Argument from observed miracles
An argument from observed miracles is one in which a person claims to have observed one or more miraculous events that show the existence of a God or gods.
Often these events are not really miracles or even all that unusual:
- "I converted to Christianity and my financial troubles went away."
- "I missed a bus and then I met someone who became important later on in my life."
- "I survived a car accident."
- "I saw a man who could walk on coals and handle snakes without injury."
- "I saw Jesus on a piece of toast."
- Any argument from incomplete devastation.
Other times these events are more extreme, but either turn out to be proven false or greatly exaggerated, or for whatever reason cannot be verified.
- "A faith healer healed a paraplegic."
- "A poor family's food was multiplied."
- "A woman levitated right before my eyes."
- "He was speaking Latin even though he's never heard the language."
Oftentimes the "miracles" are not really miraculous at all. They can be the results of cherry picking and confirmation bias, whereby memories and stories of unusual events are picked out from thousands of stories of boring events. In reality these things may happen about as often as one would expect from random chance, but it seems like they happen more often because we pay more attention to them and because human beings are usually not that good at guessing how likely events actually are.
Other times they are simply not true stories, which is particularly common in the case of hearsay. If a story is about a friend of a friend (of a friend of a friend...), there's a good chance that at least one person in the chain exaggerated, misremembered, or just plain made up part of the story. Even stories that are first-hand accounts can involve false memories. When someone repeats a story over and over, or keeps dwelling upon it in their own thoughts, each time trying to emphasize particular points that they find important, they may end up believing that what happened was far more astonishing than what they really witnessed at the time.

__Raw data__
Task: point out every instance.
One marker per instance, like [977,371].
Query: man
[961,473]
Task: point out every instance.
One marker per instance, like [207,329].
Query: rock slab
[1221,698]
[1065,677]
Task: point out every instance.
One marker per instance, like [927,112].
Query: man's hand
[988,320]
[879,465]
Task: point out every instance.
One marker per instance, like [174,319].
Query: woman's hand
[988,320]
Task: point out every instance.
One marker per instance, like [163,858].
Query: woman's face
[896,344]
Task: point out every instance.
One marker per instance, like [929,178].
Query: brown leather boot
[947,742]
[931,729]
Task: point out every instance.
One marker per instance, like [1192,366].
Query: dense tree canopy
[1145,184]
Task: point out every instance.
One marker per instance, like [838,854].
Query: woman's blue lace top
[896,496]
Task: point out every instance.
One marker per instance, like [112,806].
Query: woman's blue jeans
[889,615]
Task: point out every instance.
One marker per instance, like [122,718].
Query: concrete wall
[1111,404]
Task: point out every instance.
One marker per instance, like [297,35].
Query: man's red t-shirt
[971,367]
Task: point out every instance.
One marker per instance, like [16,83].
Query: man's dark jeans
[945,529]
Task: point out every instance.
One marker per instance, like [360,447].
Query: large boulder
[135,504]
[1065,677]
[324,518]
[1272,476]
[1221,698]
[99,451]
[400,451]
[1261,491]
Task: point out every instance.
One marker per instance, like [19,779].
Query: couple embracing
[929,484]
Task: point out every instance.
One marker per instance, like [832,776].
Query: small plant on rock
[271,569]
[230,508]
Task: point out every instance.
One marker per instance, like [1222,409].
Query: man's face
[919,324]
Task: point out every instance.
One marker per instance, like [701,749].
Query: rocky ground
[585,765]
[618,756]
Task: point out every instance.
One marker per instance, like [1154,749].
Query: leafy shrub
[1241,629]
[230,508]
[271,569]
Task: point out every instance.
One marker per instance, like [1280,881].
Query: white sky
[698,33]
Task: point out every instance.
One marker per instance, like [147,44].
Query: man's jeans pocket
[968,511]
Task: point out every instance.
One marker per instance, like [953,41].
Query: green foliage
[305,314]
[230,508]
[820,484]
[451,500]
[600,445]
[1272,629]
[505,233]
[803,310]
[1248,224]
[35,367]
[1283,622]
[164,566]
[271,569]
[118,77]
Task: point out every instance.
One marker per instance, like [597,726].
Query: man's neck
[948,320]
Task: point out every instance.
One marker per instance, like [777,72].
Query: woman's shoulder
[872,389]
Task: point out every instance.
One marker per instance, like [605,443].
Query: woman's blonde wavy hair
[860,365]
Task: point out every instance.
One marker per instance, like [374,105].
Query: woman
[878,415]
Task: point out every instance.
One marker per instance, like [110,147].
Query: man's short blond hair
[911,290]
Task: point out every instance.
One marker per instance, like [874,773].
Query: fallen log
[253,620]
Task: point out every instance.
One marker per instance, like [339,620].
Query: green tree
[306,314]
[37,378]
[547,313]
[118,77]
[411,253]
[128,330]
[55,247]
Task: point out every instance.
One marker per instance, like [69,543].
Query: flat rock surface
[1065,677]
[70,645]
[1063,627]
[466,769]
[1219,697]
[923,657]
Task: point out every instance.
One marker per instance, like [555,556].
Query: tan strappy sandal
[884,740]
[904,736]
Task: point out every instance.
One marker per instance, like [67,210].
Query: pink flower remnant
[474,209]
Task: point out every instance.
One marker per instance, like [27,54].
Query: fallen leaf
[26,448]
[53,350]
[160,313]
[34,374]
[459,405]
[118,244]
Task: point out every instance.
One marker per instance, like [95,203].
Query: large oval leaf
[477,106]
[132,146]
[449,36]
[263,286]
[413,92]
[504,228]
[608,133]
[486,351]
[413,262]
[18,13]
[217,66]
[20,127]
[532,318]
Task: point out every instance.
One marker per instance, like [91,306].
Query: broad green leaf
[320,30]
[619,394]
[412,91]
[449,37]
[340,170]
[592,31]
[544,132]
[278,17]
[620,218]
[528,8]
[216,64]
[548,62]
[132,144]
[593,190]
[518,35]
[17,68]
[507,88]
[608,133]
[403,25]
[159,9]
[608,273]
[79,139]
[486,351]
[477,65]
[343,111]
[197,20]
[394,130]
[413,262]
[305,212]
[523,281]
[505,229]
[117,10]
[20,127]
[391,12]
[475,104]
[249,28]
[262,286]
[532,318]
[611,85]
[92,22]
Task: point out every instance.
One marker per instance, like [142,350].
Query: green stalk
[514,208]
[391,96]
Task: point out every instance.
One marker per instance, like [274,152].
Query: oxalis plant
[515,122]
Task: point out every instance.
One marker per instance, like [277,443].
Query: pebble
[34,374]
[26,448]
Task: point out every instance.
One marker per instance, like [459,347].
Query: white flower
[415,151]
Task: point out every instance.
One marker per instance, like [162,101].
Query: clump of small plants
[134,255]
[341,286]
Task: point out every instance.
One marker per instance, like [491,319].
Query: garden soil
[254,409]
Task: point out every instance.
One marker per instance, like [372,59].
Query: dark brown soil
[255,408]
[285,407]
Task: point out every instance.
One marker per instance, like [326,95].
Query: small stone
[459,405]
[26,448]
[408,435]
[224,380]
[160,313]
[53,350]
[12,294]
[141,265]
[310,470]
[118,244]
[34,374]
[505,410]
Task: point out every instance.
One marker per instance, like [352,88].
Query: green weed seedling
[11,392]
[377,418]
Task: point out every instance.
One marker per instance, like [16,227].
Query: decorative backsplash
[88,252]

__Activity list__
a) In the passage on observed miracles, can you give everything from "- Any argument" down to "cannot be verified." again, swapping "verified" for "confirmed"?
b) Answer these questions from the passage on observed miracles:
(i) Who does one of the claims say was seen on a piece of toast?
(ii) Which language was someone said to be speaking despite never having heard it?
(iii) In which case does the passage say untrue stories are particularly common?

__Answers for the exercise__
a)
- Any argument from incomplete devastation.
Other times these events are more extreme, but either turn out to be proven false or greatly exaggerated, or for whatever reason cannot be confirmed.

b)
(i) Jesus
(ii) Latin
(iii) Hearsay